**Work task**
Find the line with "Would you be able to point out the orange" in the records below. Copy it and every line after it, up to and including the line with "Would you be able to point out the player's raised".
BEGIN Data to use
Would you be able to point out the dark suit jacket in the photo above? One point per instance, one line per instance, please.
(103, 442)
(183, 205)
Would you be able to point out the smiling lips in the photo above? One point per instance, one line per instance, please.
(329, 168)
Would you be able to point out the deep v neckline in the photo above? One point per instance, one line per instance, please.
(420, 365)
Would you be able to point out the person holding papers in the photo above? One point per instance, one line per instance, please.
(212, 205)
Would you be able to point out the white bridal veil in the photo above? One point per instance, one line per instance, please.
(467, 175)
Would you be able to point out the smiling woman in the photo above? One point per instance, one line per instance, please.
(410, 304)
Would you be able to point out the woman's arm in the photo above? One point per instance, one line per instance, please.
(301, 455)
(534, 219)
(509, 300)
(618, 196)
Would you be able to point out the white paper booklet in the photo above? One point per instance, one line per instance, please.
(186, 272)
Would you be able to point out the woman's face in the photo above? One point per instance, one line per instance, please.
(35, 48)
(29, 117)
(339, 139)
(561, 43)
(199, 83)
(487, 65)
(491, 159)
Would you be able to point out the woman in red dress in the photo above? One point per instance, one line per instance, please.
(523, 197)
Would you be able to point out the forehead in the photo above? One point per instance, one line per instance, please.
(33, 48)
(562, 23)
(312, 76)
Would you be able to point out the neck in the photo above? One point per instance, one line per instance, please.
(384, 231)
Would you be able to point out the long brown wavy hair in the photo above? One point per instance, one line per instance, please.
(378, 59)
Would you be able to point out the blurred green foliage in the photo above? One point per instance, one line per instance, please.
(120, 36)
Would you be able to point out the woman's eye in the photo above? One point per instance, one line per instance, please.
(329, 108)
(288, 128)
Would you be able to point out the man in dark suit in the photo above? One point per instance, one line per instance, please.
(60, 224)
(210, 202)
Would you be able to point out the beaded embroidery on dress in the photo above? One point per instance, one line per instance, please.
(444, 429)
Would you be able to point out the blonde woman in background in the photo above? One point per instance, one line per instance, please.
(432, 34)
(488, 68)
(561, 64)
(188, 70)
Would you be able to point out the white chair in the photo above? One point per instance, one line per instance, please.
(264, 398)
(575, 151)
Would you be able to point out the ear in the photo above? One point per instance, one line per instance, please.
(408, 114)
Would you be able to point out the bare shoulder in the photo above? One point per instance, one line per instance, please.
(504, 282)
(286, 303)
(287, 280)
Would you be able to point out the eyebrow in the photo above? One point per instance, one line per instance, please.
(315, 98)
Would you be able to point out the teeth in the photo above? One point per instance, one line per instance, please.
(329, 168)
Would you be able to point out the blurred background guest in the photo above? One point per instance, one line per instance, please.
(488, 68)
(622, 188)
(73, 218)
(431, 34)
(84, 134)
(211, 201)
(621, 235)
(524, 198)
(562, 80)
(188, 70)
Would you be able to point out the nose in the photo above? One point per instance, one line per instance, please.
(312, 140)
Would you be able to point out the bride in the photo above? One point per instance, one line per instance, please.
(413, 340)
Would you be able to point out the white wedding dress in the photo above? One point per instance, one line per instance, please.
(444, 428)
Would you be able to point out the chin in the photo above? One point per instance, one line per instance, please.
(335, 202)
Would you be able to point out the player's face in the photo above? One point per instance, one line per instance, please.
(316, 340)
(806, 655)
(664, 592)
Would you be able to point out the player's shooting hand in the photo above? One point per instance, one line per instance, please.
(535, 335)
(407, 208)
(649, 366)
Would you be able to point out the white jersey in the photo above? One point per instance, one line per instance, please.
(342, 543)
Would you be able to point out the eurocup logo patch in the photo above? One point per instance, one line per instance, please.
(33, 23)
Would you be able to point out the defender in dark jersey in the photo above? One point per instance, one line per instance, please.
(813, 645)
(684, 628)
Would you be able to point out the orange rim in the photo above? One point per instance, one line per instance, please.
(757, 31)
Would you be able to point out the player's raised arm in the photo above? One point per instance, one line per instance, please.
END Data to use
BEGIN Data to use
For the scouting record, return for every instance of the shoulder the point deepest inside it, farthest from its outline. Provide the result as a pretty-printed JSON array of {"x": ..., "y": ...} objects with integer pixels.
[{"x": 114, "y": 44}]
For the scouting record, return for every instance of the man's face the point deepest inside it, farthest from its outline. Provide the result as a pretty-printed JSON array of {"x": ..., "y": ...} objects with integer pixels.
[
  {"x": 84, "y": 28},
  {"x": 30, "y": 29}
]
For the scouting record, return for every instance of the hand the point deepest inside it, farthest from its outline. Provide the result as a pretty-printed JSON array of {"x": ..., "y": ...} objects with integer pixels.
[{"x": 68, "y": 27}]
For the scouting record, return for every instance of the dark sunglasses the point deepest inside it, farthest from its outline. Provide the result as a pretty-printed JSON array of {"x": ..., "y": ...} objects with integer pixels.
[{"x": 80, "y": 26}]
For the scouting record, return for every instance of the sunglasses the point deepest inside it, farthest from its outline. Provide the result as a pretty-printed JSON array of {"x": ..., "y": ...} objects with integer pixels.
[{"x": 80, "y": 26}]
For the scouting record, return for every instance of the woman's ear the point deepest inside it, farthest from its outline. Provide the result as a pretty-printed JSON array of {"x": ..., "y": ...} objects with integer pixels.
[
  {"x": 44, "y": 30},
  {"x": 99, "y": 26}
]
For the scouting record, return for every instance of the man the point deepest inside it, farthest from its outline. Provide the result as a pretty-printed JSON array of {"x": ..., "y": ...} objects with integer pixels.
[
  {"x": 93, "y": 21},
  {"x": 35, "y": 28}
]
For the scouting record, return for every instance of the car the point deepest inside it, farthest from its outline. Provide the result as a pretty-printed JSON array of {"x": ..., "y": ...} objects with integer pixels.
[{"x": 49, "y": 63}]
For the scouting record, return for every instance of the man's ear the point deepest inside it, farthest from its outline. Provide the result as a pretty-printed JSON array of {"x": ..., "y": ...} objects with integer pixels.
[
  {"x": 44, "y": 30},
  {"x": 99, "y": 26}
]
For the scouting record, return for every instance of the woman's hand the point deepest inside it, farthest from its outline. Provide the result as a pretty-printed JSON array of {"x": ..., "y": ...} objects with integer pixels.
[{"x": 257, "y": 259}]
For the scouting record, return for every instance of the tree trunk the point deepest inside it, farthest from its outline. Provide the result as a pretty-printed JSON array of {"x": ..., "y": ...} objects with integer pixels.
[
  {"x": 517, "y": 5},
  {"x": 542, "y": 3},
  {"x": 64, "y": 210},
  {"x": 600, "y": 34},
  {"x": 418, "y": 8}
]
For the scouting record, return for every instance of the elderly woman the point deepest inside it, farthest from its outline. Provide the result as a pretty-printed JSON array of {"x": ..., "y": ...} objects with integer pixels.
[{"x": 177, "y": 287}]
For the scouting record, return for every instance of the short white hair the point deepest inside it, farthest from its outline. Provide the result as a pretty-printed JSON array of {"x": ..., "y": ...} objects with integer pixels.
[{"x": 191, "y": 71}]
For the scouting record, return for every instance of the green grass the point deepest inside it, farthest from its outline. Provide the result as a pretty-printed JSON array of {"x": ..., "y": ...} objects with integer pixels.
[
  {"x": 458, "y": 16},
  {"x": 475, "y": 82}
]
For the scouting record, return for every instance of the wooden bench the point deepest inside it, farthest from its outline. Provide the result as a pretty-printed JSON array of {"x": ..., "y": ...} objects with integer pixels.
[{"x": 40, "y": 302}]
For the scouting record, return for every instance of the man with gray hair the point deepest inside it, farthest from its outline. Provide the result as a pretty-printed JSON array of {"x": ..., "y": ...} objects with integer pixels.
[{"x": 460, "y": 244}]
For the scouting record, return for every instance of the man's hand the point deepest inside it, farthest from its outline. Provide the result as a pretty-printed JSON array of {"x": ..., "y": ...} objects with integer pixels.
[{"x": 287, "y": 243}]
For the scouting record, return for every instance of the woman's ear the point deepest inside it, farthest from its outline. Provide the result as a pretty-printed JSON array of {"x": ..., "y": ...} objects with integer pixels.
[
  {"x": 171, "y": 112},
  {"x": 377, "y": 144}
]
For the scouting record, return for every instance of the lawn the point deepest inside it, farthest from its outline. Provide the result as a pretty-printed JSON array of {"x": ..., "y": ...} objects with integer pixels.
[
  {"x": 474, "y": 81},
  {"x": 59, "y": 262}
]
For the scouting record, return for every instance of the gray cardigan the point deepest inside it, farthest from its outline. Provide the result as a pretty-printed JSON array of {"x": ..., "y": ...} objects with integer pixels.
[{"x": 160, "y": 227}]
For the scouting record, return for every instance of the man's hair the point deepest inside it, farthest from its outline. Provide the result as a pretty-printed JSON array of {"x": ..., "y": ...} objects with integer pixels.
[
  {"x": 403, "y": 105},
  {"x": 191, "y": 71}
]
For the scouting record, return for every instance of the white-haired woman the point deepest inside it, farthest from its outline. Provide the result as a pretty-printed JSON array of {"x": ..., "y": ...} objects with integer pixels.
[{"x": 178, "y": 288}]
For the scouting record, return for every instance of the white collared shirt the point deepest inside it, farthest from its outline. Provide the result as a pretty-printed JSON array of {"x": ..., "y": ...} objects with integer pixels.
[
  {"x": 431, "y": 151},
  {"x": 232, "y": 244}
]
END Data to use
**Completed exercise**
Would you be able to point out the orange rim in the photo above? One point per instance, one line per instance, please.
(757, 31)
Would you be able to point out the player's raised arm in the photo above? One point per instance, one line per instance, please.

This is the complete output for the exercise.